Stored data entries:

◇ ◇ ◇ ◇

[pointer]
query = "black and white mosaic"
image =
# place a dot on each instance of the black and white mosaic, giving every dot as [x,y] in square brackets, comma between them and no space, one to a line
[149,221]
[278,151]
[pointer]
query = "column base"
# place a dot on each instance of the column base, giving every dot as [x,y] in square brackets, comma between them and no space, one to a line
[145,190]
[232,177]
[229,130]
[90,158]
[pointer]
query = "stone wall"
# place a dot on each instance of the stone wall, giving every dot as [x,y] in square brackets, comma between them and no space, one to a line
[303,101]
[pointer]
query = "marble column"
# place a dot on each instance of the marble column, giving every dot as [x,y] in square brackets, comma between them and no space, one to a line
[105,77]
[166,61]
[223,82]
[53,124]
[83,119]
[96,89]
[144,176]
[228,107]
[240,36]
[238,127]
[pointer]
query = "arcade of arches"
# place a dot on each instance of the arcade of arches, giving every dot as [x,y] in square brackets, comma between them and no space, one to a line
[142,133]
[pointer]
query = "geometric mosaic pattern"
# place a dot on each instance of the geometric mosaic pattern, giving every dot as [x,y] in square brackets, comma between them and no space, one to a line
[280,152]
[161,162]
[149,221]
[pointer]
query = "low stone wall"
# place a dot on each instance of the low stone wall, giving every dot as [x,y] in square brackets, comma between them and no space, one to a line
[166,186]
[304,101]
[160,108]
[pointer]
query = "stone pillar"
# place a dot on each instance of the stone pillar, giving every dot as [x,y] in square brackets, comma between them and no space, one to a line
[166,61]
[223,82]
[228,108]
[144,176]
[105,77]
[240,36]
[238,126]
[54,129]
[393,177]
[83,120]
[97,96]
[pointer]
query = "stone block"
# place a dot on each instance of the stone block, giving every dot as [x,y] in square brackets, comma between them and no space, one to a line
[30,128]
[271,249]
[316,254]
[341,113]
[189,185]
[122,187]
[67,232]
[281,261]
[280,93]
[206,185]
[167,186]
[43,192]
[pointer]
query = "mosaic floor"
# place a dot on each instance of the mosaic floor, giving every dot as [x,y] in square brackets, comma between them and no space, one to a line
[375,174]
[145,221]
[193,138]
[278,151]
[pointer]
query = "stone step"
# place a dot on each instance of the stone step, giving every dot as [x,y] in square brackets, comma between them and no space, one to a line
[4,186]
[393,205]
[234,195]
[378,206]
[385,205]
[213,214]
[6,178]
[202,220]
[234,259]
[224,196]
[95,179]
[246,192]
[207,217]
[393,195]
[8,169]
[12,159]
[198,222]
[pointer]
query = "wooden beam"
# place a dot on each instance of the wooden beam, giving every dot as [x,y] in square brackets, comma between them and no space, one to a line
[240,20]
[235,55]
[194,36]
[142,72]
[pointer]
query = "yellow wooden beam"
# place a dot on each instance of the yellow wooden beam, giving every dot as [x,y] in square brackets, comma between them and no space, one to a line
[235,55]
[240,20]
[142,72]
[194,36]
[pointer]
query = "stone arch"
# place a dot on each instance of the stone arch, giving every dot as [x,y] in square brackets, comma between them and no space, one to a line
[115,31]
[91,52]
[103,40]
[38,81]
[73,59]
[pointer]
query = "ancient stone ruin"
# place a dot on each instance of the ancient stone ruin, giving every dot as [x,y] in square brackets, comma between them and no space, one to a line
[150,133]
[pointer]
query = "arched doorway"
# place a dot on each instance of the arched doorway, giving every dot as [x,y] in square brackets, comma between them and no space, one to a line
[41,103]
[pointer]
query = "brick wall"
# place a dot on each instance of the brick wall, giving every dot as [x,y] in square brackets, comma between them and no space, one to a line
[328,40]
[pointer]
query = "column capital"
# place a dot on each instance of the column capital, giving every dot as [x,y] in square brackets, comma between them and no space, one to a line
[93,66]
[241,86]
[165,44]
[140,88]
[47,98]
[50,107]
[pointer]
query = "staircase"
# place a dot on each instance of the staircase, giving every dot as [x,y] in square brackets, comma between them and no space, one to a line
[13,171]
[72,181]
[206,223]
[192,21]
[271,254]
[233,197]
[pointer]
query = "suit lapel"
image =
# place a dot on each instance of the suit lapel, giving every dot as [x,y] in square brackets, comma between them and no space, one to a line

◇ ◇ ◇ ◇

Look for the word "suit". Copy out every line of the data that has it.

Response to the exercise
query = "suit lapel"
# place a dot on each instance of the suit lapel, giving every dot as [x,y] in square brackets, comma between them and no space, one to a line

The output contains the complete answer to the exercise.